Saved entries
--

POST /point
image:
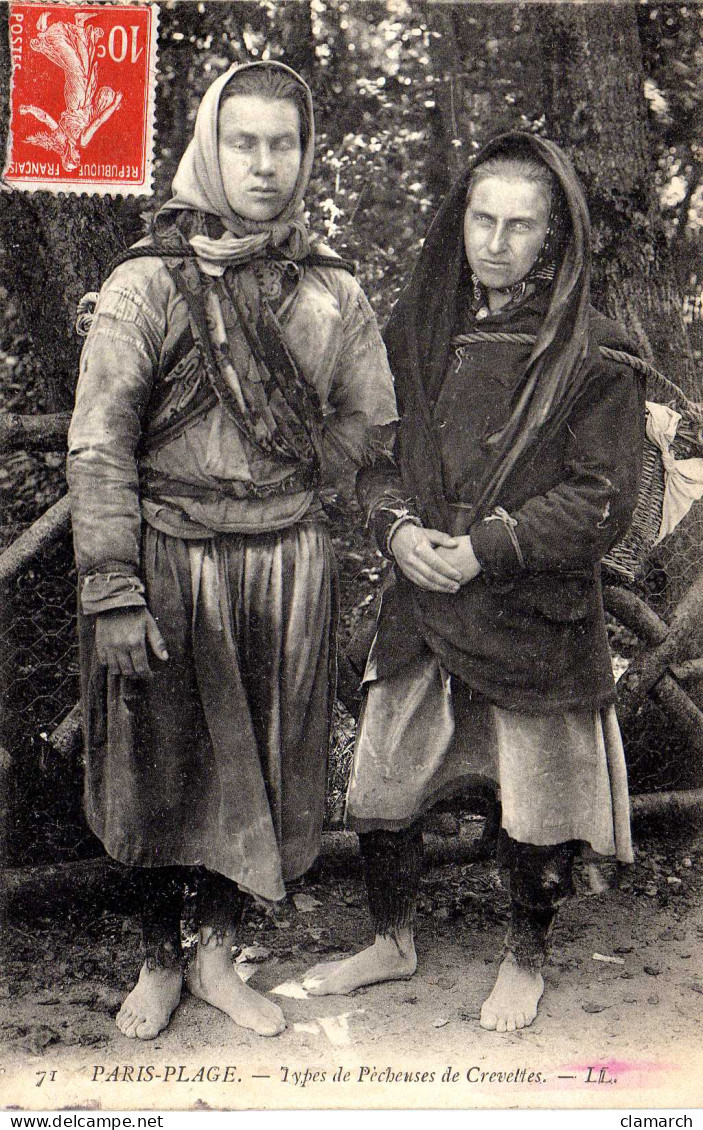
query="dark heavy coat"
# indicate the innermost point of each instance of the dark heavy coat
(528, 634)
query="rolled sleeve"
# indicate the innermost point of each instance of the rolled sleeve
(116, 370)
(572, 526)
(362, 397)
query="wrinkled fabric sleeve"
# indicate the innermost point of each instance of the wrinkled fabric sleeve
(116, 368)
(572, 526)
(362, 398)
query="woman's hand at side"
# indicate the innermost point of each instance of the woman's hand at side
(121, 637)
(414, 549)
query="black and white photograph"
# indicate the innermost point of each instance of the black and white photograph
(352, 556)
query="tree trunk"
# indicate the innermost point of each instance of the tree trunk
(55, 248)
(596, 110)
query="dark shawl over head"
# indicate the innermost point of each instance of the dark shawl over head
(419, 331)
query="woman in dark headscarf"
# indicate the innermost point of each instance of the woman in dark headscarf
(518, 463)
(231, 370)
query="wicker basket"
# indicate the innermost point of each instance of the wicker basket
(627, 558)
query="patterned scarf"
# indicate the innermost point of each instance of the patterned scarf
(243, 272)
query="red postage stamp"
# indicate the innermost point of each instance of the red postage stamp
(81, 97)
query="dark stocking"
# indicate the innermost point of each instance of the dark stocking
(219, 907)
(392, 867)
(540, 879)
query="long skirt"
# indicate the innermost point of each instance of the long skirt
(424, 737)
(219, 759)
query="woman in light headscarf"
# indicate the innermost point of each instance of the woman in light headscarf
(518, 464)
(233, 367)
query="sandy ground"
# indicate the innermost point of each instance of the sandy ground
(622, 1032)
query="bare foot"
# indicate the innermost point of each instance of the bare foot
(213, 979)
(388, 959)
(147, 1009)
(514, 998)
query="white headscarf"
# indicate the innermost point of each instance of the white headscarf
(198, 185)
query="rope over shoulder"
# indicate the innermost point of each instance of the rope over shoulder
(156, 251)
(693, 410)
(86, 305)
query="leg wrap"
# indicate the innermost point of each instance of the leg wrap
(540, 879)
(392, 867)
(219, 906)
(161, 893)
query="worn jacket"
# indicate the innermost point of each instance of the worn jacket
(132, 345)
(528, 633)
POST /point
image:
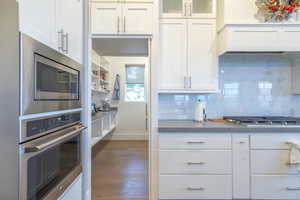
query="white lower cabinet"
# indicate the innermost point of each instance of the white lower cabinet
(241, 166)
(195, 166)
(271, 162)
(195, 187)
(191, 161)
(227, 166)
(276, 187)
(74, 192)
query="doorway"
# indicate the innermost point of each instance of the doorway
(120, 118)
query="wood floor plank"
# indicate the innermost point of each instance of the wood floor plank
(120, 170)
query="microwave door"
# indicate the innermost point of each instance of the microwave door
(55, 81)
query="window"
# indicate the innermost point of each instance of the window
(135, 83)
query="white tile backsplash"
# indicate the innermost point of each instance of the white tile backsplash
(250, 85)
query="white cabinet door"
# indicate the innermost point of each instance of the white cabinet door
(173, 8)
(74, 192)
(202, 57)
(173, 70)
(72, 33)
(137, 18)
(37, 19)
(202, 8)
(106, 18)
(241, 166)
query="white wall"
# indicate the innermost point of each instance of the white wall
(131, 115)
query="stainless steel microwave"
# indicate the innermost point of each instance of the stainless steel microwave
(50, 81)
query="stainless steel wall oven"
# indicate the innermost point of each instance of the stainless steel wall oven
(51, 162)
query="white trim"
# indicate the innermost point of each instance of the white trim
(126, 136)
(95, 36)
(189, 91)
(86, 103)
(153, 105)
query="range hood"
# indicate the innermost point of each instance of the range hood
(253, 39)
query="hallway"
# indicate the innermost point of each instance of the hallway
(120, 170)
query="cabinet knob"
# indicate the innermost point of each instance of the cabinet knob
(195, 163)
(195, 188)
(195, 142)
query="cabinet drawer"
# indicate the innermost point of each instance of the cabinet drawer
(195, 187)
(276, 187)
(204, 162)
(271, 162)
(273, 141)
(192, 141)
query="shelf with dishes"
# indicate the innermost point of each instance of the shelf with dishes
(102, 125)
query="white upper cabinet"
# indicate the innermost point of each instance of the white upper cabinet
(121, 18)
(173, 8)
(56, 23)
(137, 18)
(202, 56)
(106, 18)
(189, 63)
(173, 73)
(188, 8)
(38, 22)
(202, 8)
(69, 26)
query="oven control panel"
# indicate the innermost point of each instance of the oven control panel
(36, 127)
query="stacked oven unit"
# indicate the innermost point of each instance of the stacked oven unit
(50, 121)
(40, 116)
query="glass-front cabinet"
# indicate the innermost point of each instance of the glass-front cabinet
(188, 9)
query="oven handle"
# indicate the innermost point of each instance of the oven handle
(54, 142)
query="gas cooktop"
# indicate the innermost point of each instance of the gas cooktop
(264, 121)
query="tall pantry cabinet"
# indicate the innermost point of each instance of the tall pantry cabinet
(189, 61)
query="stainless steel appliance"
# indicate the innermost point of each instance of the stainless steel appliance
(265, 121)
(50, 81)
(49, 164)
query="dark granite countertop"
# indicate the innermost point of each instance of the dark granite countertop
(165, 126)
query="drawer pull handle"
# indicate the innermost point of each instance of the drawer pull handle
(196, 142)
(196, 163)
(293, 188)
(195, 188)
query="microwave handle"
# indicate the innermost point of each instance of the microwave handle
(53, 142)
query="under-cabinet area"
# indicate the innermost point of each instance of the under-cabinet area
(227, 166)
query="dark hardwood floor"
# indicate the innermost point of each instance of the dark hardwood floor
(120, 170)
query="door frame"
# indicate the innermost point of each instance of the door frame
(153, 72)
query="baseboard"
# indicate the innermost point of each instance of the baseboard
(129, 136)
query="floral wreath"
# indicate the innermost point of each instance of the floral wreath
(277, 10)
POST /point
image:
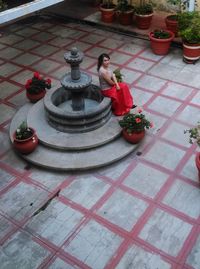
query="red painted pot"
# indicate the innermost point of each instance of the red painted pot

--

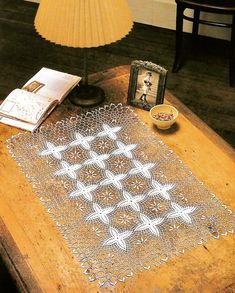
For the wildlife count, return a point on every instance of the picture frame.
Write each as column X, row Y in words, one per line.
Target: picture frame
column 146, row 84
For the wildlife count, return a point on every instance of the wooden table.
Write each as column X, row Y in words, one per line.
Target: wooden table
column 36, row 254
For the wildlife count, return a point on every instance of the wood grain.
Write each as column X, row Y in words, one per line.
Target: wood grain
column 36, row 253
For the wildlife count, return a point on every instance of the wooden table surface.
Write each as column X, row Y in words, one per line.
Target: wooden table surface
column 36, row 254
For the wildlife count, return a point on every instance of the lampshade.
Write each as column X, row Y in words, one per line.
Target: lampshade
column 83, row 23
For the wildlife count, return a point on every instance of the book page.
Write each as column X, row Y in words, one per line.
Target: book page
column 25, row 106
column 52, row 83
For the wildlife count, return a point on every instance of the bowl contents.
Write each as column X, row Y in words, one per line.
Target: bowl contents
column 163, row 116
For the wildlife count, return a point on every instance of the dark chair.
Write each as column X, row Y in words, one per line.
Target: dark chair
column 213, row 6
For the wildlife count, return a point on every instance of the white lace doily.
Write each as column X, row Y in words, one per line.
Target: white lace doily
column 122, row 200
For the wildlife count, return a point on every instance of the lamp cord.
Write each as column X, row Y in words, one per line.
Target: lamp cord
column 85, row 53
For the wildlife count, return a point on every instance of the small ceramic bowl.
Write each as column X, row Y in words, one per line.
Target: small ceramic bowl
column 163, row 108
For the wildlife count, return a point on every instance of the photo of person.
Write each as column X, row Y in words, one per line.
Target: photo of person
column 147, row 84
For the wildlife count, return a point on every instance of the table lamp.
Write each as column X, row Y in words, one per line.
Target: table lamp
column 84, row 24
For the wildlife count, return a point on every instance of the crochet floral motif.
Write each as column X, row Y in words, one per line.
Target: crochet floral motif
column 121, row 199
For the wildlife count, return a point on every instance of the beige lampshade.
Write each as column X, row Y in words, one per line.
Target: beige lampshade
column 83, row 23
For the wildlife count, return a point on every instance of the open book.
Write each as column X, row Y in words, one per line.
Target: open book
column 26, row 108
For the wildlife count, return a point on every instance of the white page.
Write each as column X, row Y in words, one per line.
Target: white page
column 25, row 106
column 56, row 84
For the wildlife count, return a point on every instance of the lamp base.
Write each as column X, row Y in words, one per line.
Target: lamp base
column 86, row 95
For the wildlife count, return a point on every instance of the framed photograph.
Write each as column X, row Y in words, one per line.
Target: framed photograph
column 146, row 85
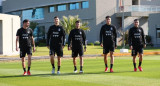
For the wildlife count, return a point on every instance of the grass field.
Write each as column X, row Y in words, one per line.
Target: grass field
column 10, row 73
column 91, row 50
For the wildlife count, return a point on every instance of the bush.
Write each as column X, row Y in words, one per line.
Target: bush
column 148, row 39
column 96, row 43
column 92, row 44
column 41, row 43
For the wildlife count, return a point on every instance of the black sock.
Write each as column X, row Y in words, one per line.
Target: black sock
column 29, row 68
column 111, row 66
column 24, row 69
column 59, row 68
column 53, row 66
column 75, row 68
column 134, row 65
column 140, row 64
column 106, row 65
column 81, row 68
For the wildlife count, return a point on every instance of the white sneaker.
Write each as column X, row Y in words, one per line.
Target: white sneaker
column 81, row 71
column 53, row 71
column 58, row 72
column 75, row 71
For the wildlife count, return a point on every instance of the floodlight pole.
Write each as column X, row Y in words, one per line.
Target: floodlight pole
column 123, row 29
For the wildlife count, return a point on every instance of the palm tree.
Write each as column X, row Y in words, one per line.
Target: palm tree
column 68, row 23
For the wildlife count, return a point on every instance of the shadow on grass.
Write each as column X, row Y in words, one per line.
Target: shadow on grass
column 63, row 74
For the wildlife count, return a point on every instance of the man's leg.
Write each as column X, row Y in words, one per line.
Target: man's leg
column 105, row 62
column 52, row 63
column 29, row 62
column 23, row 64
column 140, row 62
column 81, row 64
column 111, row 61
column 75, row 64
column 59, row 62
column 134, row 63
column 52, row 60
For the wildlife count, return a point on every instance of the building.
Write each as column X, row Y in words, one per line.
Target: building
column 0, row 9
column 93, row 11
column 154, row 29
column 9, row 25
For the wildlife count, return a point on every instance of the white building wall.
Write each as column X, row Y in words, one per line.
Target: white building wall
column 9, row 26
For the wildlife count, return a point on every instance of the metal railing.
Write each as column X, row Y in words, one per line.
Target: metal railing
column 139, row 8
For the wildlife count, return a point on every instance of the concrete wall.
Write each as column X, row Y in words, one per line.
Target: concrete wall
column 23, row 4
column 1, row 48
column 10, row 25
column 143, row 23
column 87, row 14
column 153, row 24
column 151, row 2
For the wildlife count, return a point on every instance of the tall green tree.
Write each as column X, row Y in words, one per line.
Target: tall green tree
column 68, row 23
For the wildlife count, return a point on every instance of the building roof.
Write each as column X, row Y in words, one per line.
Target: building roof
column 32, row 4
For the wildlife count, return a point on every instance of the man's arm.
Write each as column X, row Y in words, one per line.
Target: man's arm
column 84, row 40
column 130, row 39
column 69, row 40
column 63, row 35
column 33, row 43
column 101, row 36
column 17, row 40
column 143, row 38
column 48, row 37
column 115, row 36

--

Your objective → All that should be written out is the stretch of lines above between the one holding "Target: wood grain" and the one holding "the book page.", inclusive, exactly as given.

Response for this exercise →
Target: wood grain
column 36, row 253
For the wildlife count, return a point on every instance of the wooden table surface.
Write each as column X, row Y in words, one per line.
Target: wooden table surface
column 36, row 254
For the wildlife count, return a point on every instance of the lampshade.
Write each as column X, row Y in words, one per line.
Target: lampshade
column 83, row 23
For the wildlife count, return a point on every instance of the book page.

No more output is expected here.